• WORK INSTRUCTION:
Read the lines below, and copy any that contain the string "shorts".

(Images for object localization)

# # #

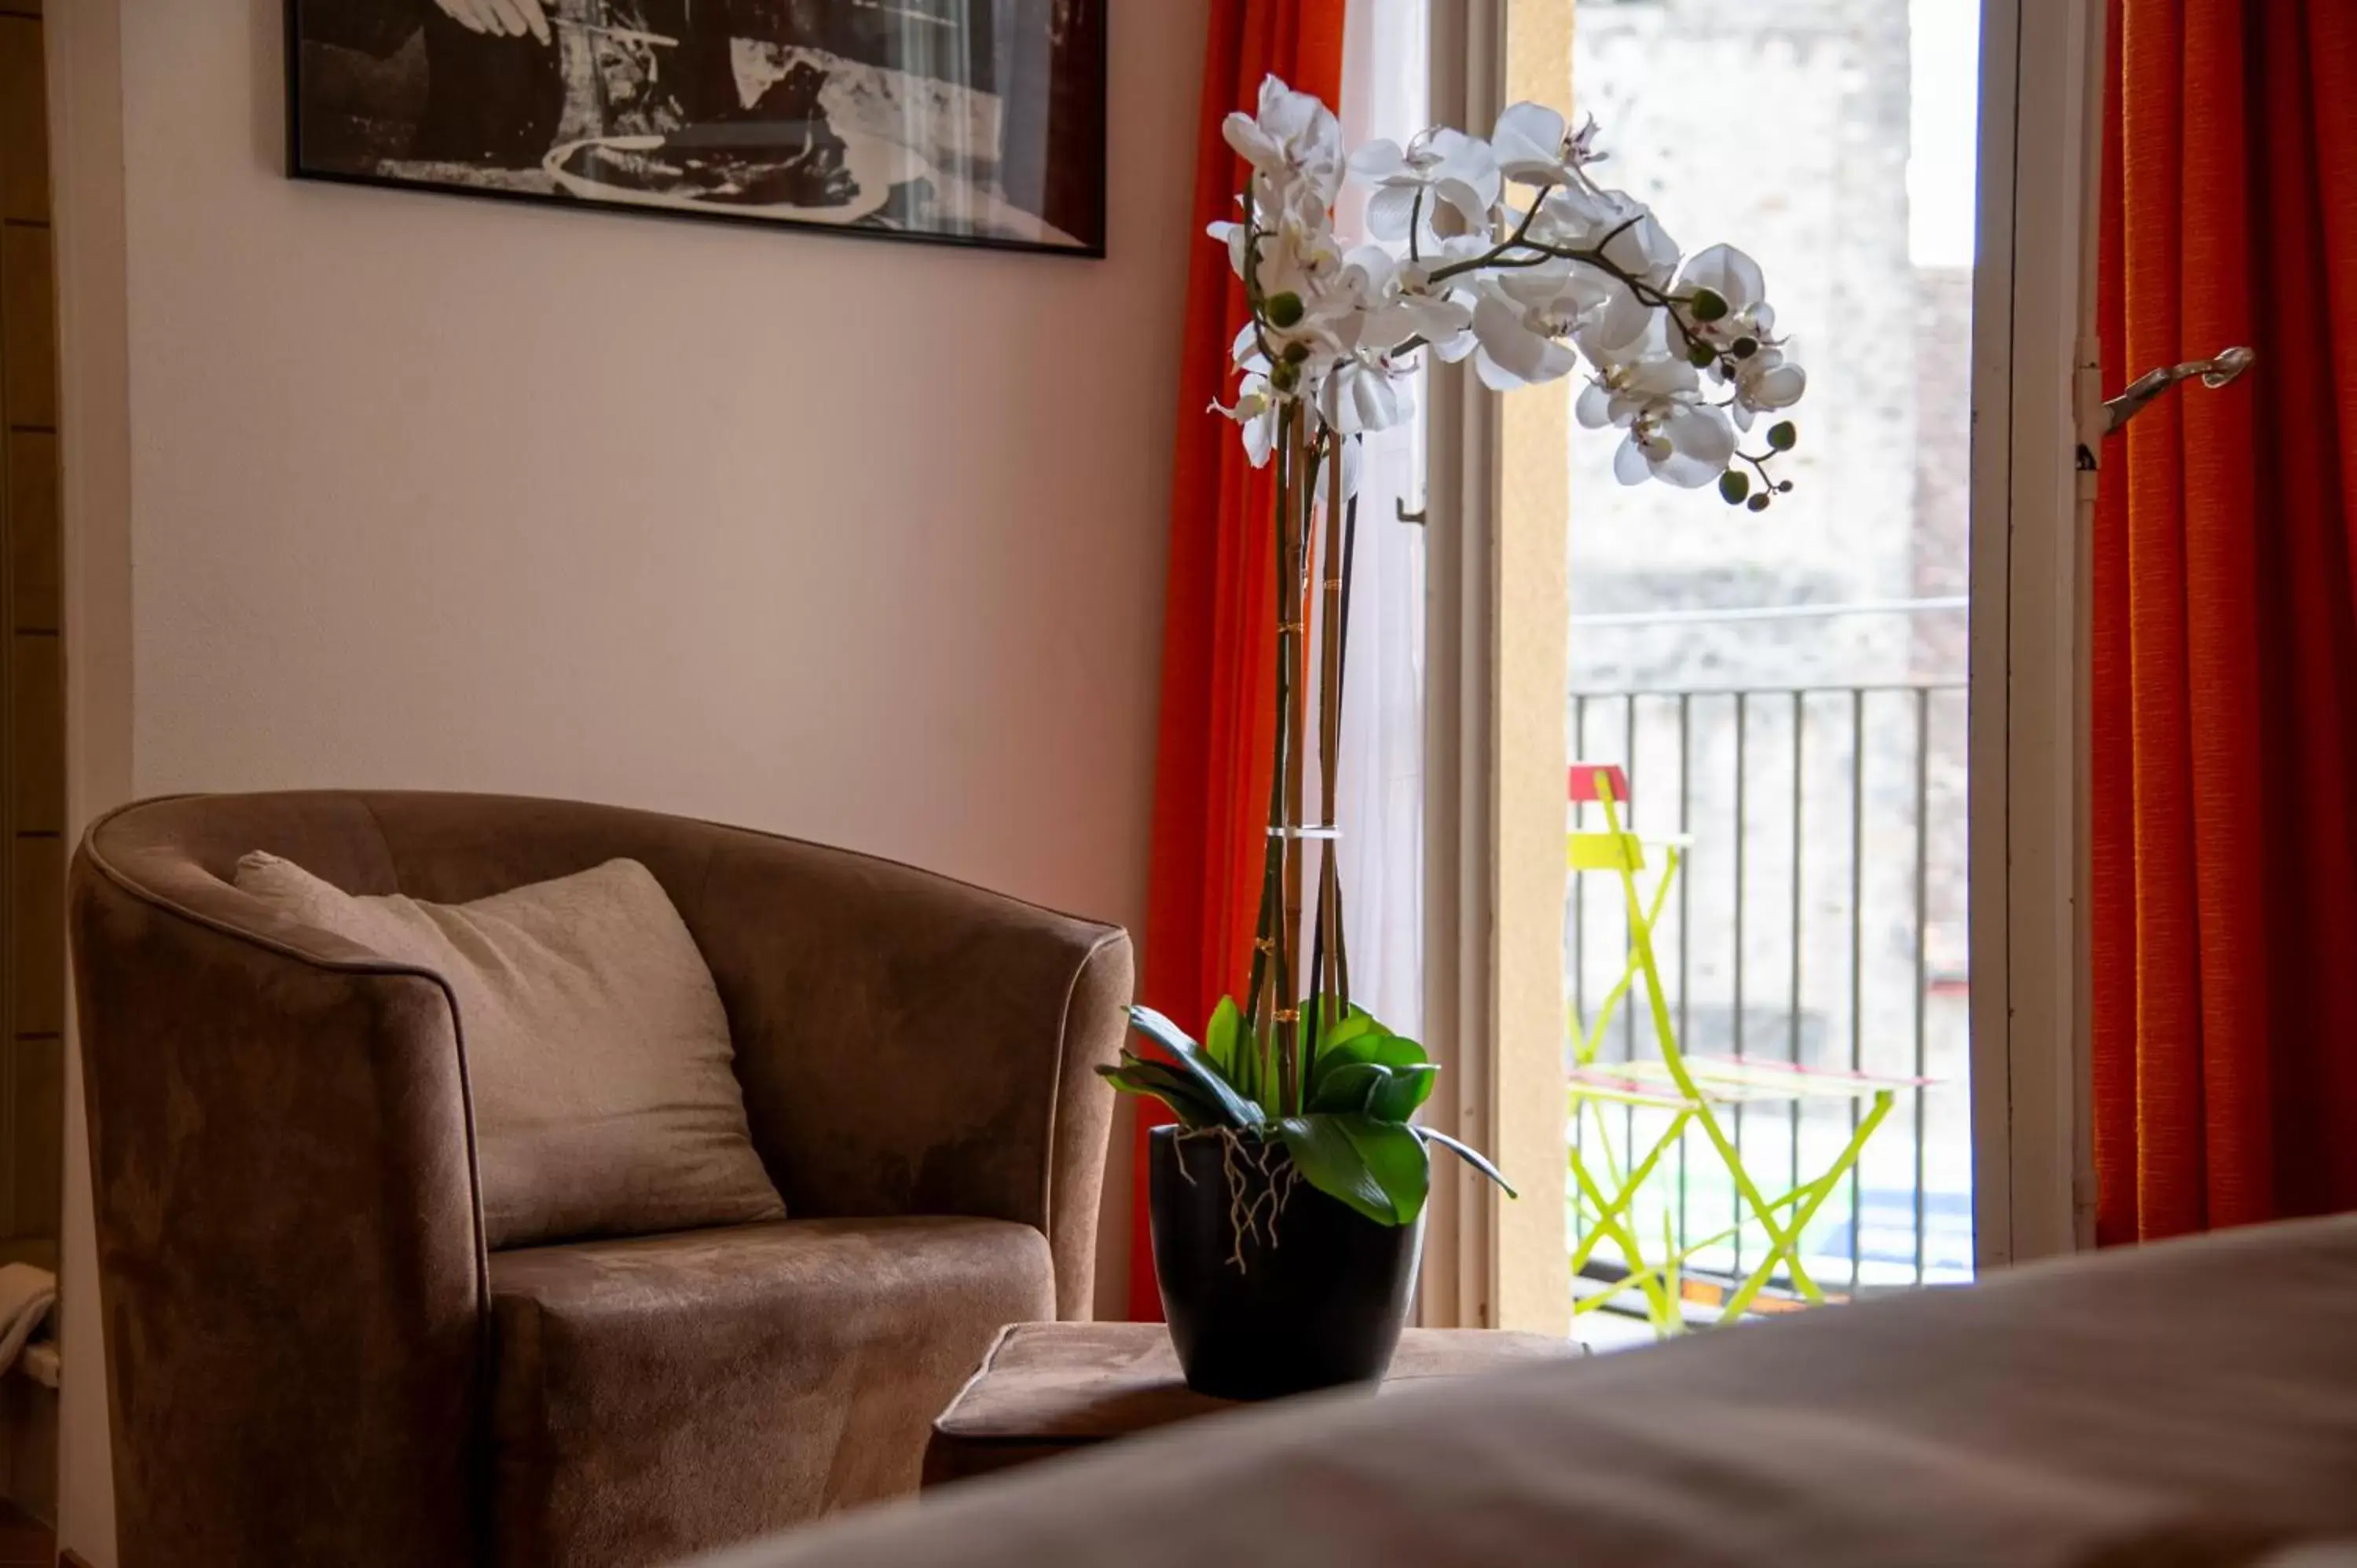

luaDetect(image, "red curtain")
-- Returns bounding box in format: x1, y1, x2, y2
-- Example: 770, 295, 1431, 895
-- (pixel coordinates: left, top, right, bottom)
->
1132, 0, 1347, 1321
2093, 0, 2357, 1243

# # #

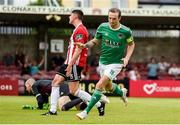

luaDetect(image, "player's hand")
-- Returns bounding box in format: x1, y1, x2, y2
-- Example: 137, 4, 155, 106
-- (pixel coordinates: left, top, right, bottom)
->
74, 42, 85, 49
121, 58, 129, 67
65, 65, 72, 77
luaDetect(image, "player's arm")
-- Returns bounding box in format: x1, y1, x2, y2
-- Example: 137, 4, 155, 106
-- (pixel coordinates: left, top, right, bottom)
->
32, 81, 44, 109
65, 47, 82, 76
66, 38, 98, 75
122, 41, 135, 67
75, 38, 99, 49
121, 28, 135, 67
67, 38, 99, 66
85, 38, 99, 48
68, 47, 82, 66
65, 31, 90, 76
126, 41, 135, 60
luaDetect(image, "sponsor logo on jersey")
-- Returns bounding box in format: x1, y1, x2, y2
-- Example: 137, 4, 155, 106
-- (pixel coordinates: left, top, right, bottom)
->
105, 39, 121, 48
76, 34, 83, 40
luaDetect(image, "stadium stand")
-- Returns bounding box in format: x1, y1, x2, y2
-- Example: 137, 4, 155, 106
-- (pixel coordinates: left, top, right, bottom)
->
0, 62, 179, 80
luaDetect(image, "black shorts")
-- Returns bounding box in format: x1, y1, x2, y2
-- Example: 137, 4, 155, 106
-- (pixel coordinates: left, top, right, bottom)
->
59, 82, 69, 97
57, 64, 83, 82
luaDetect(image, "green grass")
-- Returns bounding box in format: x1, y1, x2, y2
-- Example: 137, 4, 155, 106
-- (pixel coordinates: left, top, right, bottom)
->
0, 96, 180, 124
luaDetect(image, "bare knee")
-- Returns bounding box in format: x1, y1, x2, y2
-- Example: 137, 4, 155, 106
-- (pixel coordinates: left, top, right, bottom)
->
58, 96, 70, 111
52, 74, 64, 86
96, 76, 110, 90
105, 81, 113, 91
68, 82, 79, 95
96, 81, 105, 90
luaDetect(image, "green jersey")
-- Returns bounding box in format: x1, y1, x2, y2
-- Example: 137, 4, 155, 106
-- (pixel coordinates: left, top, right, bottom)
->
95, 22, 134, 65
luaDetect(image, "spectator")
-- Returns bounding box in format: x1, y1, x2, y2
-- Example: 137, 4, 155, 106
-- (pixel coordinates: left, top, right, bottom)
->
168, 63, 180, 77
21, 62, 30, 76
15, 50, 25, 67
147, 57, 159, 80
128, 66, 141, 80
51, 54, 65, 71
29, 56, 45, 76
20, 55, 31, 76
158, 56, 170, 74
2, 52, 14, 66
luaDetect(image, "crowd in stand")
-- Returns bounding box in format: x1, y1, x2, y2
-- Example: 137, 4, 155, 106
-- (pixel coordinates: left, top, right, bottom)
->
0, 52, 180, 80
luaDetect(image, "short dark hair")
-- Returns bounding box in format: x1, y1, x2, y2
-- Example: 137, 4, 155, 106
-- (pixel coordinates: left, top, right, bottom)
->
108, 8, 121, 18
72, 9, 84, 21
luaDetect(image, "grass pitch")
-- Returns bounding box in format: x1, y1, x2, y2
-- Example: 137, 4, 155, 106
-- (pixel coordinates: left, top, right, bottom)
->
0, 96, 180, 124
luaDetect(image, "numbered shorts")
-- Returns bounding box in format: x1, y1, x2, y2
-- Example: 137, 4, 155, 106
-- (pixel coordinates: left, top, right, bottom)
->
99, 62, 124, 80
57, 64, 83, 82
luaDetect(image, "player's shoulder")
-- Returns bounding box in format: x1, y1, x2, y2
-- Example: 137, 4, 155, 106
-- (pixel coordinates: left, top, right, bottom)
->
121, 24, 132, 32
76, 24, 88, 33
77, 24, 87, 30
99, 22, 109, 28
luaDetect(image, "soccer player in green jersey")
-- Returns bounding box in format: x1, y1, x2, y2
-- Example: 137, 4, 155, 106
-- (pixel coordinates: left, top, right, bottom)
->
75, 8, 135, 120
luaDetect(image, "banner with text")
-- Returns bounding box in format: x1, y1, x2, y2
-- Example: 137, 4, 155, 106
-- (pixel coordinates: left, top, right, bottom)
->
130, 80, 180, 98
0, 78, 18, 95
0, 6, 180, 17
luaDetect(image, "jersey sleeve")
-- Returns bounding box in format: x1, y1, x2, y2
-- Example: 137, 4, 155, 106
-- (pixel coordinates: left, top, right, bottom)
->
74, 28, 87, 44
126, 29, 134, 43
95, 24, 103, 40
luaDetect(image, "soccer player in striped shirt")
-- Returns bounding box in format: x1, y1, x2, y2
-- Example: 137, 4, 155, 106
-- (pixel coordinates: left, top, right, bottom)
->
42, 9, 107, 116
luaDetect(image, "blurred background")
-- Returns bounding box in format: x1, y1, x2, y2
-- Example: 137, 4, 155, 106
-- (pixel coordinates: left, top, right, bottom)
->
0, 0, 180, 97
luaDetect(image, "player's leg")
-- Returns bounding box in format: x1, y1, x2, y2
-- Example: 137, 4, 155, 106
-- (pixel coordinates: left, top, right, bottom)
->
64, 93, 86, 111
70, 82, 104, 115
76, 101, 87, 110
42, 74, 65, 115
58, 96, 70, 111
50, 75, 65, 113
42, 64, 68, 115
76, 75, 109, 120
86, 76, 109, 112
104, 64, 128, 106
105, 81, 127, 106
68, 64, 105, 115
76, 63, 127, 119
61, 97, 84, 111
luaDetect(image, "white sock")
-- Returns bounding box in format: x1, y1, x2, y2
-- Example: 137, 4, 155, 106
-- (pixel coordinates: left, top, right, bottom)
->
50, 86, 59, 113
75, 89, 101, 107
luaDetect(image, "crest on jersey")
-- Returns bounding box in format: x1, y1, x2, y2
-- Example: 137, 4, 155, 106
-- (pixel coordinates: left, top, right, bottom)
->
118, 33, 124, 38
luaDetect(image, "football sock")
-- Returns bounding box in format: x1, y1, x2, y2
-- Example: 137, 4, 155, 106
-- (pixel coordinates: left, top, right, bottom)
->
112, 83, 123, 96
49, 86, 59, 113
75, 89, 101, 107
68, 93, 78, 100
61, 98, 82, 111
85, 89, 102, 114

# # #

• REPLY TO THE EXERCISE:
luaDetect(image, "black shorts")
luaDetect(image, "numbered shorts")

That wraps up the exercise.